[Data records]

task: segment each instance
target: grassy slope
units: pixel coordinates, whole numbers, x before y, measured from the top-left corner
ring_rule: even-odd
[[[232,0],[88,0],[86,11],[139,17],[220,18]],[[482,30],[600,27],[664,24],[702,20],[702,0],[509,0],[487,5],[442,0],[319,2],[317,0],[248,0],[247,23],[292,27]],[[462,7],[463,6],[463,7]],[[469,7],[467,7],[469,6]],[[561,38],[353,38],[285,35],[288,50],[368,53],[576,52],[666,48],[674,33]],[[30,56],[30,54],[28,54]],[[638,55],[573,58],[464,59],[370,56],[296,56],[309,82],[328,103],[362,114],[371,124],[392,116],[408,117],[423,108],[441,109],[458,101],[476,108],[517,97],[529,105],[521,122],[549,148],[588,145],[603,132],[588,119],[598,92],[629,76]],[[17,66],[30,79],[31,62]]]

## [TASK TO CARRY OUT]
What is needed is an exact transcription of every entry.

## [EXERCISE RESPONSE]
task: segment each instance
target: grassy slope
units: pixel coordinates, whole numbers, x before y, measured from the top-left corner
ring_rule: even-odd
[[[232,0],[88,0],[86,11],[139,17],[220,18]],[[482,30],[600,27],[664,24],[702,20],[702,0],[509,0],[487,5],[442,0],[319,2],[317,0],[248,0],[247,23],[292,27]],[[462,7],[463,6],[463,7]],[[469,7],[467,7],[469,6]],[[561,38],[353,38],[285,35],[288,50],[368,53],[576,52],[666,48],[674,33]],[[30,56],[30,54],[28,54]],[[638,55],[573,58],[464,59],[370,56],[296,56],[309,82],[328,103],[362,114],[371,124],[392,116],[408,117],[423,108],[441,109],[458,101],[476,108],[517,97],[529,105],[521,122],[549,148],[588,145],[603,132],[588,119],[598,92],[629,76]],[[17,66],[30,79],[31,62]]]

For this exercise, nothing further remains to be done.